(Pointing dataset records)
-- start --
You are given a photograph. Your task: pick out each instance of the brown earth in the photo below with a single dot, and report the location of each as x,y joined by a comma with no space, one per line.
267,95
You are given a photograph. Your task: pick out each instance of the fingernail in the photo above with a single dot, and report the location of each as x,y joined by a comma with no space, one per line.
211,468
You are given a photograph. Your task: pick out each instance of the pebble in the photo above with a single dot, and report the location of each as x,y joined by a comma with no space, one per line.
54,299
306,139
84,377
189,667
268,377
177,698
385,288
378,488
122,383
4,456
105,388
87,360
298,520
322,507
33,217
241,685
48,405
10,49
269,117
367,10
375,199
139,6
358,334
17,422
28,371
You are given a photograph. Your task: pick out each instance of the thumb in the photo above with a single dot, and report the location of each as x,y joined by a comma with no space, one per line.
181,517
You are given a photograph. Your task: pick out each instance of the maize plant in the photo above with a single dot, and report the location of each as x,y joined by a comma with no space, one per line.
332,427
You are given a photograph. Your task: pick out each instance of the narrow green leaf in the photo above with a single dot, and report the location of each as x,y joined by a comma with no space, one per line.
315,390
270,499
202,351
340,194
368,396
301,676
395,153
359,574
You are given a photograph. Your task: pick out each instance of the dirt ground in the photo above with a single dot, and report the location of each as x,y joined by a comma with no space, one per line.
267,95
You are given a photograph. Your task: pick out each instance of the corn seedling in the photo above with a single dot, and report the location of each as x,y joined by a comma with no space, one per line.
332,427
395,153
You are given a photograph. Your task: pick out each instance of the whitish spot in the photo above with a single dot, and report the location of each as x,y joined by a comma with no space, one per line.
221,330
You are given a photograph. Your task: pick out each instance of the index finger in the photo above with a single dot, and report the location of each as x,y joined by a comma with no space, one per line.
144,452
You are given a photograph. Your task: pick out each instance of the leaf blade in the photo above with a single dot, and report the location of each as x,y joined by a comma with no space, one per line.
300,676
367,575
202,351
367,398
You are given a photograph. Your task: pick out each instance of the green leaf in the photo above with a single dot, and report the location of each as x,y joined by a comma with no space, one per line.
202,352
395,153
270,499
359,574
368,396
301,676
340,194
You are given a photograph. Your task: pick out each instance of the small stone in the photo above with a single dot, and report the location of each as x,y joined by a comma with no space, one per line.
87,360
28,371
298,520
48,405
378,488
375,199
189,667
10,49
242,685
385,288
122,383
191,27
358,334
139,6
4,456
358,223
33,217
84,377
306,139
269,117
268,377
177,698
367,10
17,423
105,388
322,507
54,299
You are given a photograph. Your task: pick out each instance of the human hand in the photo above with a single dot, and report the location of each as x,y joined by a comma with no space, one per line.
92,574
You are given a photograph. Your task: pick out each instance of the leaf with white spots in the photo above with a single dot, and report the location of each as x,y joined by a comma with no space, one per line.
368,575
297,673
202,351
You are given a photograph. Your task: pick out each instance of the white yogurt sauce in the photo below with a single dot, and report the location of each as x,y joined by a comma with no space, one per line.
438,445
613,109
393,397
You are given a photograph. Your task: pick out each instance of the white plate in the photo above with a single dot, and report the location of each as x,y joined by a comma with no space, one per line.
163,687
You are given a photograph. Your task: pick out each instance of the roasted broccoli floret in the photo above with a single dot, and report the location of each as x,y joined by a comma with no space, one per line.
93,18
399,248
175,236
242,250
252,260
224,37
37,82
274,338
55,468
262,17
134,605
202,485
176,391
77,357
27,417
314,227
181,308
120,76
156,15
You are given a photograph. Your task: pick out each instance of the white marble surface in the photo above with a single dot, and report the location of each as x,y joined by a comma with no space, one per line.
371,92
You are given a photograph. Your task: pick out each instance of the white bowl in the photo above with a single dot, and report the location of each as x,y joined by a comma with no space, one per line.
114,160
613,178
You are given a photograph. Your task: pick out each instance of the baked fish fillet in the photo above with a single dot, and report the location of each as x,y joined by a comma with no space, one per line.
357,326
-- end --
## Written request:
Return precisely the lines of the records, starting with the line that holds "the white bowl" and ending with the last one.

## Response to this task:
You are given a photograph. Your task: pick out each instance of the white bowl in the photo above with a single dot, and report the location of each as x,y joined by a comma with no space, one per line.
114,160
613,178
You are given a photograph. Your task: pick out each instance of the baked fish fillet in the photo above with a single dot, and report the location of each as x,y joined by a comma with no space, one per line.
357,326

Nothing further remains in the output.